(Location labeling records)
▬▬▬▬▬▬
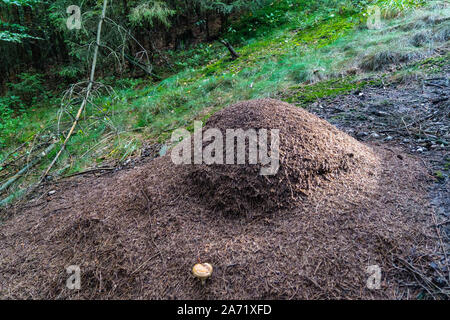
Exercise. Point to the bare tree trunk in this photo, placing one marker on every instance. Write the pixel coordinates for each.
(88, 91)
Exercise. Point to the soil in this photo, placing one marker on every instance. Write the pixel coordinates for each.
(137, 232)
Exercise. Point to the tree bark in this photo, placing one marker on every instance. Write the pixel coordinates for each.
(88, 91)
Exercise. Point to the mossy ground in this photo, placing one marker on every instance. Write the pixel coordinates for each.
(303, 56)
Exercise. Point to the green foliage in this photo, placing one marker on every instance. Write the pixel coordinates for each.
(151, 12)
(28, 89)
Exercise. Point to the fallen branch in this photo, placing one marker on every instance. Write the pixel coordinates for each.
(88, 91)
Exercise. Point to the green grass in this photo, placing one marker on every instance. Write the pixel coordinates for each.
(299, 60)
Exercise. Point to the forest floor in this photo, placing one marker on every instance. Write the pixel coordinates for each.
(402, 107)
(408, 120)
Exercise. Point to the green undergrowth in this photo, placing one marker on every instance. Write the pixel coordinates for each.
(299, 60)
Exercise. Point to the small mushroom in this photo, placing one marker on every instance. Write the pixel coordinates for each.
(202, 271)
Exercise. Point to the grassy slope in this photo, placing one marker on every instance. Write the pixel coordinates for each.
(307, 56)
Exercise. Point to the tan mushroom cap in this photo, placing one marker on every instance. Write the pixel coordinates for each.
(202, 270)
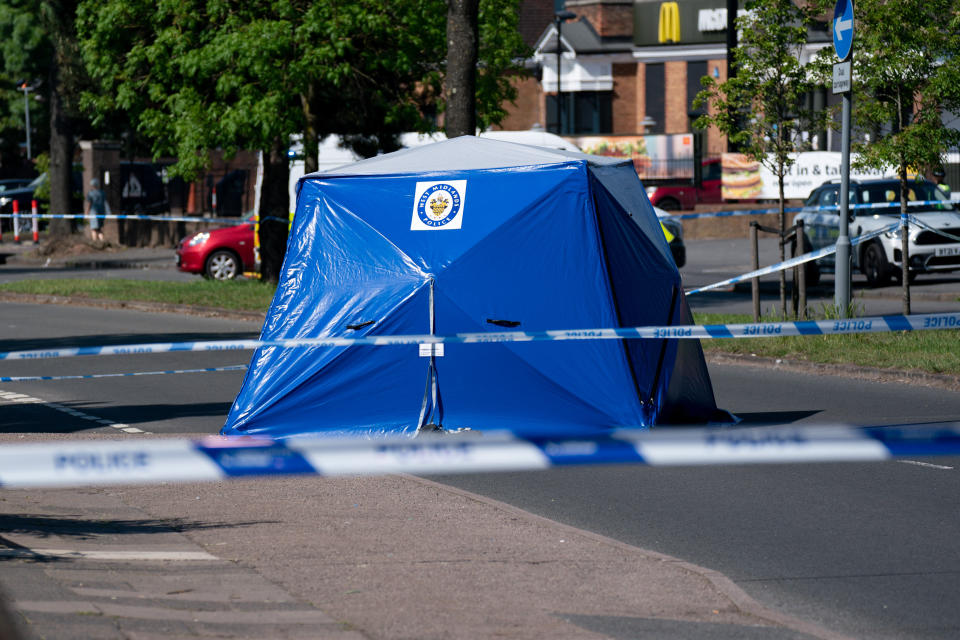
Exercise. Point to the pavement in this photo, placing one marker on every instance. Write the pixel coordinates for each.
(387, 557)
(384, 557)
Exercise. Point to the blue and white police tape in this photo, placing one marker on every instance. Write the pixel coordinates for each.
(923, 225)
(794, 262)
(878, 324)
(94, 376)
(130, 216)
(834, 207)
(131, 462)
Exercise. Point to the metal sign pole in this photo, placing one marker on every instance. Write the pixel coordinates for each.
(842, 277)
(843, 83)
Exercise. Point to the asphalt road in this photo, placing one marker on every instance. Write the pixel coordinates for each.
(710, 261)
(868, 550)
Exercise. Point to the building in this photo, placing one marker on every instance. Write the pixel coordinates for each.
(632, 67)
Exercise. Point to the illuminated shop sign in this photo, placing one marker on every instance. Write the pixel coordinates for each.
(683, 22)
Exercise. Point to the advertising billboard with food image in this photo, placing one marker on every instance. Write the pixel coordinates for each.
(740, 179)
(655, 156)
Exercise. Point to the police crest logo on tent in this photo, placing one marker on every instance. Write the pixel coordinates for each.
(438, 205)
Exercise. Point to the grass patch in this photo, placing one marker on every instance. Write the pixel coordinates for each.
(930, 351)
(242, 295)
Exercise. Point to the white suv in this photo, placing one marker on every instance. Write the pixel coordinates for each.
(879, 259)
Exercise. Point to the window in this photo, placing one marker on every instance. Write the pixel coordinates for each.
(829, 198)
(583, 112)
(695, 71)
(654, 90)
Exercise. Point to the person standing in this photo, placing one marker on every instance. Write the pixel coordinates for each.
(95, 205)
(938, 177)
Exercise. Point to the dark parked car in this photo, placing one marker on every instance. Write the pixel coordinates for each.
(880, 260)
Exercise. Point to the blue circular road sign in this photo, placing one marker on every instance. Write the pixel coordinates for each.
(843, 28)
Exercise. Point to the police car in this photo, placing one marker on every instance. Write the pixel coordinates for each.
(880, 259)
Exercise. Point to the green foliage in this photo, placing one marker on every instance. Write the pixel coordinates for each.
(761, 109)
(906, 73)
(500, 48)
(204, 74)
(25, 51)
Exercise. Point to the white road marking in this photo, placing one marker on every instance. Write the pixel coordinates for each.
(21, 398)
(928, 465)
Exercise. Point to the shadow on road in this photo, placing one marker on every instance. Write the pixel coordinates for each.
(26, 418)
(774, 417)
(121, 338)
(79, 528)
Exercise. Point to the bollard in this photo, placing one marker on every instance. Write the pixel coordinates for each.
(755, 282)
(794, 275)
(16, 222)
(802, 272)
(35, 223)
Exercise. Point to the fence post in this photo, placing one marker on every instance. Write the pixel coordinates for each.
(794, 275)
(755, 282)
(16, 222)
(35, 223)
(802, 273)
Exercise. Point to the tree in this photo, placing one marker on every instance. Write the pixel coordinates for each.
(205, 74)
(761, 109)
(906, 73)
(39, 43)
(461, 78)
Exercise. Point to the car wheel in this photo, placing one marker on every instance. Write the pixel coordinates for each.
(669, 204)
(875, 266)
(222, 265)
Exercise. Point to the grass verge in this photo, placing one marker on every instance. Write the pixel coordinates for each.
(929, 351)
(240, 295)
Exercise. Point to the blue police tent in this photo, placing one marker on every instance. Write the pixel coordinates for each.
(474, 235)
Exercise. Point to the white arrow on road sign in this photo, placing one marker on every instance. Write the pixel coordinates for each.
(842, 27)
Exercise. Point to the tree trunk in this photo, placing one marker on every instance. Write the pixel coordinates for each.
(461, 112)
(904, 241)
(274, 211)
(783, 255)
(61, 155)
(311, 151)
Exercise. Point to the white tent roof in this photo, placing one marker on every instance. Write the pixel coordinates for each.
(463, 154)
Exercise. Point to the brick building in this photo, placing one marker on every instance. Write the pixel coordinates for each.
(629, 67)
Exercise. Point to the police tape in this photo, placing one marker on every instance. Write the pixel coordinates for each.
(923, 225)
(84, 463)
(130, 216)
(794, 262)
(877, 324)
(834, 207)
(93, 376)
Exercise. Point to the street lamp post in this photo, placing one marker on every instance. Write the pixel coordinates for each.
(560, 17)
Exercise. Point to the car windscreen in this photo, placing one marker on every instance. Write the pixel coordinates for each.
(888, 194)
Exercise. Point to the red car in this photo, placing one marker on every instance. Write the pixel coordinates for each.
(221, 254)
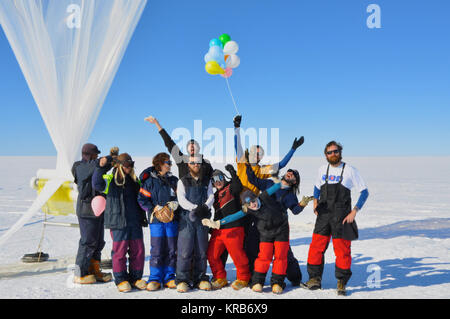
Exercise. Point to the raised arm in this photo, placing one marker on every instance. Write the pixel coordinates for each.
(237, 138)
(173, 148)
(296, 144)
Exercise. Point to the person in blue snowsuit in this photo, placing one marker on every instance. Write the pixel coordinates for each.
(287, 197)
(158, 189)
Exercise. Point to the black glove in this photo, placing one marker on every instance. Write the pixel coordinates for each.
(298, 143)
(231, 170)
(237, 120)
(202, 211)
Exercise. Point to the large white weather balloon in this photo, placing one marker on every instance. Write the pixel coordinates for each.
(69, 52)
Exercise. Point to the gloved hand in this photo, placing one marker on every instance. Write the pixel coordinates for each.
(298, 143)
(173, 205)
(305, 200)
(237, 121)
(211, 223)
(231, 170)
(202, 211)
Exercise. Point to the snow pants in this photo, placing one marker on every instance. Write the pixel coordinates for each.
(231, 239)
(273, 248)
(91, 243)
(342, 251)
(128, 241)
(192, 247)
(251, 247)
(163, 251)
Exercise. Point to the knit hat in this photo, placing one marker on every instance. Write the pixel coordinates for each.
(88, 151)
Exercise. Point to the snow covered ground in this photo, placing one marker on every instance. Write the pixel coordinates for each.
(403, 250)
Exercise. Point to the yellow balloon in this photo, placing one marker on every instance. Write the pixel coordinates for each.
(212, 67)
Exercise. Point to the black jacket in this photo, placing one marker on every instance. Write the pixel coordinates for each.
(82, 172)
(227, 202)
(271, 217)
(182, 160)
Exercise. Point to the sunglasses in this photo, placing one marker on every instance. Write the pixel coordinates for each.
(128, 164)
(249, 200)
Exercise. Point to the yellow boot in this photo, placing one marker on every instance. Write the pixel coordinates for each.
(85, 280)
(94, 269)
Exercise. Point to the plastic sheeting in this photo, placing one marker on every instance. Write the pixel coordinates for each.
(69, 52)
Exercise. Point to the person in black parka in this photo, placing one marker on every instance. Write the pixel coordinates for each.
(91, 227)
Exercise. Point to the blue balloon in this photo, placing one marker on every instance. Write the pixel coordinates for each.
(215, 42)
(216, 53)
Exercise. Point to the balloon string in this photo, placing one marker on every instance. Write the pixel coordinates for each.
(229, 90)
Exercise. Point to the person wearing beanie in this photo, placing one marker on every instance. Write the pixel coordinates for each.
(253, 157)
(272, 224)
(124, 217)
(287, 197)
(182, 160)
(158, 191)
(195, 196)
(91, 227)
(230, 237)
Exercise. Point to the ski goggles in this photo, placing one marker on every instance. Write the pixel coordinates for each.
(127, 163)
(250, 200)
(333, 152)
(218, 178)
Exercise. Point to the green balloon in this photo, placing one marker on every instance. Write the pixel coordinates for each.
(224, 38)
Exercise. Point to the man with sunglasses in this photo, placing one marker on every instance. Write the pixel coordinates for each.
(181, 159)
(195, 196)
(335, 217)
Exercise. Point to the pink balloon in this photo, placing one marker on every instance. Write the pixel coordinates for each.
(228, 73)
(98, 205)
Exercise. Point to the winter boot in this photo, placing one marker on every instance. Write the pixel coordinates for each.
(170, 284)
(182, 287)
(341, 288)
(94, 269)
(314, 283)
(257, 288)
(204, 285)
(85, 280)
(277, 289)
(219, 283)
(140, 284)
(153, 286)
(124, 286)
(239, 284)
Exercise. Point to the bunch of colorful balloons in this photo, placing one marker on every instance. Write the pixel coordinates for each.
(221, 57)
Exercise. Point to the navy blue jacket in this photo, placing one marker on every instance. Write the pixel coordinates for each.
(156, 190)
(284, 196)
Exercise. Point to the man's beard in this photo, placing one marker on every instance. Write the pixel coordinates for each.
(291, 182)
(333, 160)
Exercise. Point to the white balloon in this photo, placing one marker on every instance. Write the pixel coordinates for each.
(231, 47)
(233, 61)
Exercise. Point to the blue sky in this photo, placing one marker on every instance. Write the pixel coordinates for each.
(309, 68)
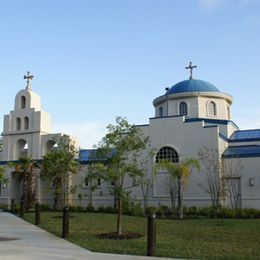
▬▬▬▬▬▬
What the task requires: Pick out each line in the records above that contains the string "tape" and copy those lines in order.

Solution for this exercise:
Exercise. Point to the blue and white police tape in this photo, placing one marker on every instance. Write the pixel coordinates for each.
Exercise. Point to the police tape in this photo, placing one marker on every instance. Write the pixel coordinates for each.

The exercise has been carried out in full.